> Task details
Please count the lines in the records below that contain the word "handle", treating uppercase and lowercase as different, and reply with the number only.

> Extracted material
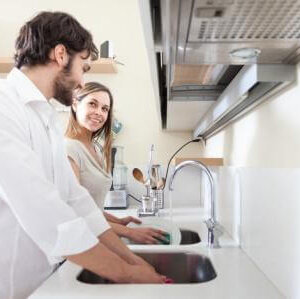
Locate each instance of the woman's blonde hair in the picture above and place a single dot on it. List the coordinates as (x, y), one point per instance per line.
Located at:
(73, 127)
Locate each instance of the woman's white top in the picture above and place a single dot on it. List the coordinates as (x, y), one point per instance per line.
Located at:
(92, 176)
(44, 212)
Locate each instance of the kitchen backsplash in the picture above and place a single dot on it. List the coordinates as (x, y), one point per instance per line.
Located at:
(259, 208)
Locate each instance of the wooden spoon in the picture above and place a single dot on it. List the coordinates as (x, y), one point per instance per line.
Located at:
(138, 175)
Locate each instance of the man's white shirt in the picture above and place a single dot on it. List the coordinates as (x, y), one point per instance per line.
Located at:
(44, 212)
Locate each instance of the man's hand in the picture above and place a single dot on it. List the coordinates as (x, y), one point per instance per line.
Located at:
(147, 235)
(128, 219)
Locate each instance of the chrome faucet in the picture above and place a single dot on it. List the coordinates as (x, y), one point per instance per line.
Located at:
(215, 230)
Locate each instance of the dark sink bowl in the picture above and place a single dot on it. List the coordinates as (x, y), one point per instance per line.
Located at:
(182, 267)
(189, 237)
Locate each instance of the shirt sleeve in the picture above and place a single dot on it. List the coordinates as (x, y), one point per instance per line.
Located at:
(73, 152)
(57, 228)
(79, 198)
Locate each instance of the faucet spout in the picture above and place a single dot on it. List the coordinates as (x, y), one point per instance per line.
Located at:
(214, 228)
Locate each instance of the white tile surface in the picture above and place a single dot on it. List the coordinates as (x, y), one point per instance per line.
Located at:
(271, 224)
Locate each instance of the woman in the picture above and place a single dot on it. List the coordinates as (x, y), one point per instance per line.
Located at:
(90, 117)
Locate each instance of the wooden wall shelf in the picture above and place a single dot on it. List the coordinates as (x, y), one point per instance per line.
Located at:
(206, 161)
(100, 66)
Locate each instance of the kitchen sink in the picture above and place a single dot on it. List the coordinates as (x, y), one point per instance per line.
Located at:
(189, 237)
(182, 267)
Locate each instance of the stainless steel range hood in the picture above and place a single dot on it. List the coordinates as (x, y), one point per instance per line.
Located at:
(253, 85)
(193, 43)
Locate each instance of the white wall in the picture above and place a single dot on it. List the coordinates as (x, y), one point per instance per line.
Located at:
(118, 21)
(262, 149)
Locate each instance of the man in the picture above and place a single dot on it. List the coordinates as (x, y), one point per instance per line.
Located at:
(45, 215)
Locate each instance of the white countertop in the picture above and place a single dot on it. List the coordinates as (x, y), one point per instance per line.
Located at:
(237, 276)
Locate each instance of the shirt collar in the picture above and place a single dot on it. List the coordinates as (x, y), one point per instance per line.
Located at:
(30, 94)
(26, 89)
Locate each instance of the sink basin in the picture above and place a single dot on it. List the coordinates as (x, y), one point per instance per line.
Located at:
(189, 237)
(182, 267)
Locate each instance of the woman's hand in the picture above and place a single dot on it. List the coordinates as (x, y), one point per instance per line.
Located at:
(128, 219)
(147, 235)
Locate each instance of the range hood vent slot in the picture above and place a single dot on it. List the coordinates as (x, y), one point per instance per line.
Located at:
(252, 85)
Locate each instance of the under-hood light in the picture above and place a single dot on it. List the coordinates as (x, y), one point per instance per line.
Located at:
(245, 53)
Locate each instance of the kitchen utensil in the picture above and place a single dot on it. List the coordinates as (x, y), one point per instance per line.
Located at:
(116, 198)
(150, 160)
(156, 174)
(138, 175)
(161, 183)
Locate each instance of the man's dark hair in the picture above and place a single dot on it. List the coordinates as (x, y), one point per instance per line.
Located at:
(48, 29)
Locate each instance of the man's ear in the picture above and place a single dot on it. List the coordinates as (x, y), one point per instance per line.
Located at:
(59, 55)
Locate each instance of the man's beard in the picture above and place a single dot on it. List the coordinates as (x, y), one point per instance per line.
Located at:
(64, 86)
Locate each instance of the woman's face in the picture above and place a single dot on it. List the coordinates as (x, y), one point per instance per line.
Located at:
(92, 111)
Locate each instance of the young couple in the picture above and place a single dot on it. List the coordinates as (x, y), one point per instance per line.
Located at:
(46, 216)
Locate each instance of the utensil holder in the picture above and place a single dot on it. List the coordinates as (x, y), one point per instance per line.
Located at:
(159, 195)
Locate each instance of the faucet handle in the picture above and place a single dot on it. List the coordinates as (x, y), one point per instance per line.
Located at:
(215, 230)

--

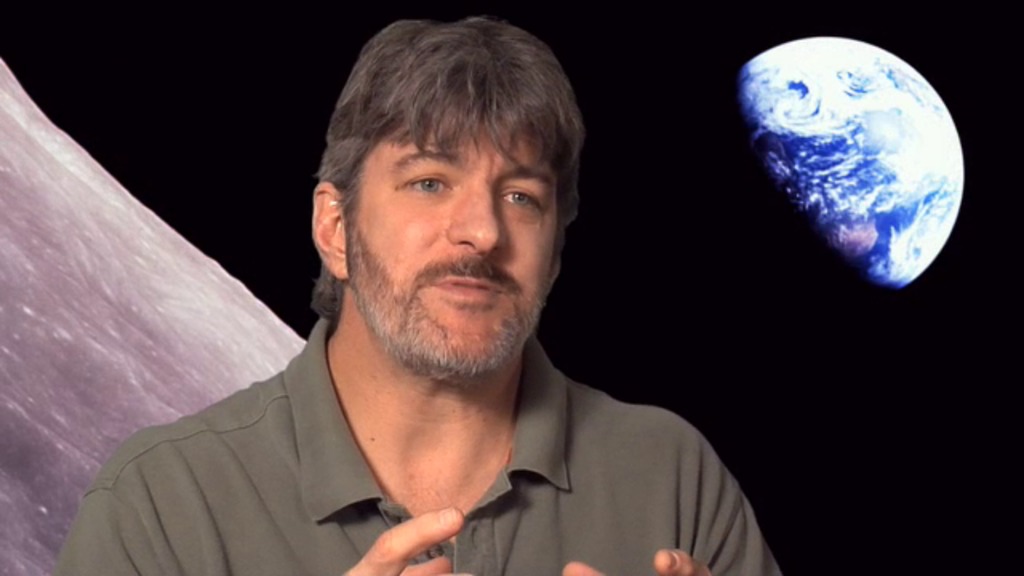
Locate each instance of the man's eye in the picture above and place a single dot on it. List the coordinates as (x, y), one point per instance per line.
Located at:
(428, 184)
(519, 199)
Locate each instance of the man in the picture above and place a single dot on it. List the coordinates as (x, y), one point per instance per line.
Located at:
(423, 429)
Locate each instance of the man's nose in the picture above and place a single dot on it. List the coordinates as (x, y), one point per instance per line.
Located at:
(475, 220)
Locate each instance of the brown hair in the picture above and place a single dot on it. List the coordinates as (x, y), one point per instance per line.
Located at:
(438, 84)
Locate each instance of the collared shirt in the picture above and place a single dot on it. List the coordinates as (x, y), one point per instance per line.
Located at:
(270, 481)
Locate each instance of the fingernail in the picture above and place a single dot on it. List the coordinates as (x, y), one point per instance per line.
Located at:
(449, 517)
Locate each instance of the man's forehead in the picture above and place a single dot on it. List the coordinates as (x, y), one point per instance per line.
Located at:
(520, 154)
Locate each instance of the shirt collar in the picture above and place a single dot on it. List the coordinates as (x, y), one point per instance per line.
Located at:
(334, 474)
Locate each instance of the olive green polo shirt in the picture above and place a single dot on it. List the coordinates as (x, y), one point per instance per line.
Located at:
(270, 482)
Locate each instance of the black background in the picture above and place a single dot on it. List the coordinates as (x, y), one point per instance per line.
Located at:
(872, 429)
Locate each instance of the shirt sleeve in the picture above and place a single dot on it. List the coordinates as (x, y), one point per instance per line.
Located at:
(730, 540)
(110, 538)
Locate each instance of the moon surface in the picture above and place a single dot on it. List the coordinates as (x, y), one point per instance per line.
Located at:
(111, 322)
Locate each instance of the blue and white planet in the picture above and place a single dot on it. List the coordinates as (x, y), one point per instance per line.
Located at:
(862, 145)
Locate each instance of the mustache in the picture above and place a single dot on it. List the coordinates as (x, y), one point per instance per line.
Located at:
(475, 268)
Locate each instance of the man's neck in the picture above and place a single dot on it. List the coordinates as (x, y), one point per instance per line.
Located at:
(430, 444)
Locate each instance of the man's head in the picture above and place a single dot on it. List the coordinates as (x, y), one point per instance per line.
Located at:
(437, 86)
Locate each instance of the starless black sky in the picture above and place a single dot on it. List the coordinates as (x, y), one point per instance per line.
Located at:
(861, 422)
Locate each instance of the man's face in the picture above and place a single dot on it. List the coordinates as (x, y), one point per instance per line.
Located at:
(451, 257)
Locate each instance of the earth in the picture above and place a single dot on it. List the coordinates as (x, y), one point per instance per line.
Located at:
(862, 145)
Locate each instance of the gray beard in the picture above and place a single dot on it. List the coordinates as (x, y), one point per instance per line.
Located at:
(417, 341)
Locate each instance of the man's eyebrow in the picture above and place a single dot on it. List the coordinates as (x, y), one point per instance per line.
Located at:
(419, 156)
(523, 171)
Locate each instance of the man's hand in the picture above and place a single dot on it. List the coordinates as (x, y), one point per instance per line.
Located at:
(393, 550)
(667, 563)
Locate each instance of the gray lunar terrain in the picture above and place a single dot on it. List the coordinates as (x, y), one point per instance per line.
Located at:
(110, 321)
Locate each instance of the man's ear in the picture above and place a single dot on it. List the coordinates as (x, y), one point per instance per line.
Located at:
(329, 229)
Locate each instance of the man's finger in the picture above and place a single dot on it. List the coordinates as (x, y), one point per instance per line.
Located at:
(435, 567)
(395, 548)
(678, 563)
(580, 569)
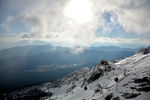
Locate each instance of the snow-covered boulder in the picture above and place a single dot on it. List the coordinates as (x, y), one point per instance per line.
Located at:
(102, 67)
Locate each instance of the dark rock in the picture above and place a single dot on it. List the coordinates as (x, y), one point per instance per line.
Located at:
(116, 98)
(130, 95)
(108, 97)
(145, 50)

> Written answer
1